* BEGIN Quoted text *

Friday, 27 November 2015

How to be an artist and not go insane

Let's be honest here. At one point or another you, as an artist/creative person, have thought that you must have lost it. I have entire, endless oceans inside my head. (Hence the name of my blog.) There are really, really messed up, adorable, wonderful and totally fictional characters that I hang out with on a daily basis. I have plot lines, setting descriptions and random story ideas bouncing against the inside of my brain and I can rarely watch a movie without ticking an imaginary checklist of things like: character arcs, world building, backstory, climax, resolution, inciting incident, etc. etc.

And that can be a little bit scary. 



I am assuming that I am not the only one out there who thinks somedays that I should really just move to Wonderland already and save everyone the trouble of picking out a nice asylum for me to go to. 

While I'm not saying I've got it all figured out (my goodness, I've still got a long ways to go), I have figured out a few ways to lessen the "insanity" (which, as I have figured out, is just bent up creativity).

* END Quoted text *

## Problems to solve
A: In the blog post about being an artist, what does the writer say "insanity" really is?
B: For each statement, say whether it agrees with the blog post about being an artist: (i) The writer claims to have everything figured out. (ii) The writer can rarely watch a movie without thinking about story elements. (iii) The writer spends time daily with characters who are entirely fictional.

* BEGIN Data lines *

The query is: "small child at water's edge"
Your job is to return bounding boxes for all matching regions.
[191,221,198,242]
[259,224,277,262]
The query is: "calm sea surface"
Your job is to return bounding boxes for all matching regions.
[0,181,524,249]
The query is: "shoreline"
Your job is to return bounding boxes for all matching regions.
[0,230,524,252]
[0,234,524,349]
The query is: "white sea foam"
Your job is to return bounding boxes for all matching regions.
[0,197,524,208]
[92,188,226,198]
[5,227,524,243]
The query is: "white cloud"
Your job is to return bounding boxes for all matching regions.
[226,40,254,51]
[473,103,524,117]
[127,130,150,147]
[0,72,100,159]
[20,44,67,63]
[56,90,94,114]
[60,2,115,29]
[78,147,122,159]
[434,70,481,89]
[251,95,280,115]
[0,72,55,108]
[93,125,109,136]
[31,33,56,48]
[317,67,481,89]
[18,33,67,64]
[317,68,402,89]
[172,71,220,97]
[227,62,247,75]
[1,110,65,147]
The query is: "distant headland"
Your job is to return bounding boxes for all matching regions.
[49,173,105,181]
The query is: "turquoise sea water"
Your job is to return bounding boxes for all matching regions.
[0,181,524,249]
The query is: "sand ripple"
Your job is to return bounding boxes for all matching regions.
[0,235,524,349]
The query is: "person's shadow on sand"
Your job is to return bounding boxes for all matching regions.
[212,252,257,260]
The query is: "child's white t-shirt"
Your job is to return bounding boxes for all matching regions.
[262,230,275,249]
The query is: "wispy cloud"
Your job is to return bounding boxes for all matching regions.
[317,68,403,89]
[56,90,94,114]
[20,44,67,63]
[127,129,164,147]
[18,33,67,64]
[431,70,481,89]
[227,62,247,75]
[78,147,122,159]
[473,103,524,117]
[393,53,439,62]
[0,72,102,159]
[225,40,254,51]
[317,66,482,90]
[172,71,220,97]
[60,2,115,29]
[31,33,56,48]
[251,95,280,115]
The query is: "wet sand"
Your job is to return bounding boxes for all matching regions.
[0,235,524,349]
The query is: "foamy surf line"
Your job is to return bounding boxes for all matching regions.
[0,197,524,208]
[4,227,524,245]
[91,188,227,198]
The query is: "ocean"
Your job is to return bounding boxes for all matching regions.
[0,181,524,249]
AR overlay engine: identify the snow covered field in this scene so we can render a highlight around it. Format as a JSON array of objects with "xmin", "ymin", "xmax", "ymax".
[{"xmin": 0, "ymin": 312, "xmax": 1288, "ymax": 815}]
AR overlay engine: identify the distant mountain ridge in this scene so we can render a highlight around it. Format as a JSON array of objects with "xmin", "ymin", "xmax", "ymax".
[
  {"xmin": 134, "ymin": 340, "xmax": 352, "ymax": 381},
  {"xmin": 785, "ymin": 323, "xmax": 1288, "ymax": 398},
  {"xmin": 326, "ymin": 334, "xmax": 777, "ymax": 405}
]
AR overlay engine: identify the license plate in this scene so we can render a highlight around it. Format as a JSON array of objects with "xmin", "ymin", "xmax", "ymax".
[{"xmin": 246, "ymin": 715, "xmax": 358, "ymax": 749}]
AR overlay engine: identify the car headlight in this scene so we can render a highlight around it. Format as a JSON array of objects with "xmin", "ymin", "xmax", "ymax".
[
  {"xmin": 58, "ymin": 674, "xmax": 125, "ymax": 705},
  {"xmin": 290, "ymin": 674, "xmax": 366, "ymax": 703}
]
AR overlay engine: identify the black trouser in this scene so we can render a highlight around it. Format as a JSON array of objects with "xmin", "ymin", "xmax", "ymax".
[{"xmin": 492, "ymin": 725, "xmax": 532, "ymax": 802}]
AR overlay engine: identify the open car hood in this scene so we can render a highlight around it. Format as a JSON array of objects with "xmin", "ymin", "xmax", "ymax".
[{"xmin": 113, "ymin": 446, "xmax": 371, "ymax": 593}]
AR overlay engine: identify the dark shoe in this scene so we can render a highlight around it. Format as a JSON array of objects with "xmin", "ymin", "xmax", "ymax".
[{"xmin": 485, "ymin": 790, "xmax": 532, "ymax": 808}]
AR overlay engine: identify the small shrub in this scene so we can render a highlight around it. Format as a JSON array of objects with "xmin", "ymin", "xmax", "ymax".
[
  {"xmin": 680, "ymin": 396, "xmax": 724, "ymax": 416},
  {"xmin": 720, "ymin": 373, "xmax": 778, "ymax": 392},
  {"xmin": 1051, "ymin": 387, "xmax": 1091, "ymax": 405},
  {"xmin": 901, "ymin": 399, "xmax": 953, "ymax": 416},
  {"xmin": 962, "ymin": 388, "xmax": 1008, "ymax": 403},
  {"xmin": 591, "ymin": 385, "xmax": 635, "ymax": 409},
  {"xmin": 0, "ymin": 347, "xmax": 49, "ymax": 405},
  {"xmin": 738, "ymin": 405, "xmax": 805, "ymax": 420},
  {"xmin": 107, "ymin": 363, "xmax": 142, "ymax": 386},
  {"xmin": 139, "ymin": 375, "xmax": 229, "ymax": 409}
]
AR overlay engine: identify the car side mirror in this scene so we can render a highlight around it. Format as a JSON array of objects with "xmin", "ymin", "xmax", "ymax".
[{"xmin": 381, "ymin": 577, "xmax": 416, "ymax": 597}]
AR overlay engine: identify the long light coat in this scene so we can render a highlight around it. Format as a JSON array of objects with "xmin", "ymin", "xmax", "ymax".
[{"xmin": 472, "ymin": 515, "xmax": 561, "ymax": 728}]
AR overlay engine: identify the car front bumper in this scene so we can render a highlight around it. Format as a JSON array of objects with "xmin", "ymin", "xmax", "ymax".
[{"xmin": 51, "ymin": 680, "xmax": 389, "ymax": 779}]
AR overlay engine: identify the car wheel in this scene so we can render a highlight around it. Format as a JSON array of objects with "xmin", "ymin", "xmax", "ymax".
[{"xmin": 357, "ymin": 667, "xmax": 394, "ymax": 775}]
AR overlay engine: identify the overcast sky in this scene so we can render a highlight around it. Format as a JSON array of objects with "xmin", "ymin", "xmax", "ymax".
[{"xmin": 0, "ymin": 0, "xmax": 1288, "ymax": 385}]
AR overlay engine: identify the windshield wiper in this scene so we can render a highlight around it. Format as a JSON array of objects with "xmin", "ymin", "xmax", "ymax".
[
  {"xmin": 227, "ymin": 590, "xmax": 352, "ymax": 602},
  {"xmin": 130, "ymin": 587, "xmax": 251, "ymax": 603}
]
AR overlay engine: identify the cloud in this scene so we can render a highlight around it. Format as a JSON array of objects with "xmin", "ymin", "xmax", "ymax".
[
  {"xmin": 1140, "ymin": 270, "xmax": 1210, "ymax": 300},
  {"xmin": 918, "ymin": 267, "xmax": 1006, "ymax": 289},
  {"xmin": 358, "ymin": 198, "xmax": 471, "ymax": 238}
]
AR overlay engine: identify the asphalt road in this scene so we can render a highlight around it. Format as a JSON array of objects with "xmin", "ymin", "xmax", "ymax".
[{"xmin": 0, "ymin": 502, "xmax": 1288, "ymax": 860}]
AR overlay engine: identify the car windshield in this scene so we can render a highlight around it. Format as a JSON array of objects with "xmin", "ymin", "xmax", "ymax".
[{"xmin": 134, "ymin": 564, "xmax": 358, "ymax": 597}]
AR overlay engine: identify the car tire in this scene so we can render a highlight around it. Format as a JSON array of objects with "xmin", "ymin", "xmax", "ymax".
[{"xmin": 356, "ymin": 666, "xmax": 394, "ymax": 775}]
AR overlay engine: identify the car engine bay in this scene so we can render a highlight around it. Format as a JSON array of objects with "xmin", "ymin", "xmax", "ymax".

* END Data lines *

## Answers for the tasks
A: Bent up creativity.

B:
(i) No: "While I'm not saying I've got it all figured out"
(ii) Yes: "I can rarely watch a movie without ticking an imaginary checklist"
(iii) Yes: "totally fictional characters that I hang out with on a daily basis"